▸ **Activities**
a: In the passage about Meryre, what was his main title?
b: Please write out the passage about Meryre from "In the tomb" to "the king's reign.", renaming "Meryre" as "Merire".

▸ **Given passage**
== Segment start ==
Meryre was an ancient Egyptian official under king Amenhotep III in the 18th Dynasty around 1375 BC. His main title was treasurer. He was therefore one of the most important officials at the royal court, looking after the belongings of the king and the goods of the palace.
Meryre is so far only attested in his tomb at Saqqara, that was discovered in the 1980s in the temple area known as the Bubasteum. The tomb is decorated with reliefs. Some of them were already early on cut out of the walls and sold on the art market. Two of these reliefs are now in Vienna (Kunsthistorisches Museum). Old drawings show that they were once in a much better condition. One block depicts Meryre and his wife Baketamun in front of the underworld god Osiris and in a second register in front of Ra-Horachte. The other fragment shows Meryre and his wife in front of an offering table in the upper register. In the lower register he is shown together with the king's son Siatum, who is sitting on his lap. Meryre was evidently the tutor of this king's son. The father of Siatum is not mentioned and it was most likely Thutmose IV (the father of Amenhotep III under whom Meyre served).

In the tomb of Meryre no king's name is preserved. The tomb and Meryre are datable on stylistic grounds under king Amenhotep III, perhaps around year 30 of the king's reign.
== Segment end ==
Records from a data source
== Segment start ==
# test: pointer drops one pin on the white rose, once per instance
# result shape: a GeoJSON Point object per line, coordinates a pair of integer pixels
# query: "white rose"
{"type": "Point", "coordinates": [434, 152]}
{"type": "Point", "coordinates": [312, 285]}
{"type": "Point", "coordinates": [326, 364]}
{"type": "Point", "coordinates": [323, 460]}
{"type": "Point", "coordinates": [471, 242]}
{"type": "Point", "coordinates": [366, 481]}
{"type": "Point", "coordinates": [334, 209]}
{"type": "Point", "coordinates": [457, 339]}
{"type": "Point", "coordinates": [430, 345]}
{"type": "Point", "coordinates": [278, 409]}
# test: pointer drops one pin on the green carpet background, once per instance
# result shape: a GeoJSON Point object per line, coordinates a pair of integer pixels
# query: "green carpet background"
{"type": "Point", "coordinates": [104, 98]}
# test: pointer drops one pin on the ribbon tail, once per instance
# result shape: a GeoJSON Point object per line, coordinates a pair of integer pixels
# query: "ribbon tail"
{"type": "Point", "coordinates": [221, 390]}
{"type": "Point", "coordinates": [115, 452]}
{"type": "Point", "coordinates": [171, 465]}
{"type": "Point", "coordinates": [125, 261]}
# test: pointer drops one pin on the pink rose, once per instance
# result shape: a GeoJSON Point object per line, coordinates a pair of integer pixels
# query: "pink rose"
== Segment end ==
▸ **Solutions in order**
a: Treasurer.

b:
In the tomb of Merire no king's name is preserved. The tomb and Merire are datable on stylistic grounds under king Amenhotep III, perhaps around year 30 of the king's reign.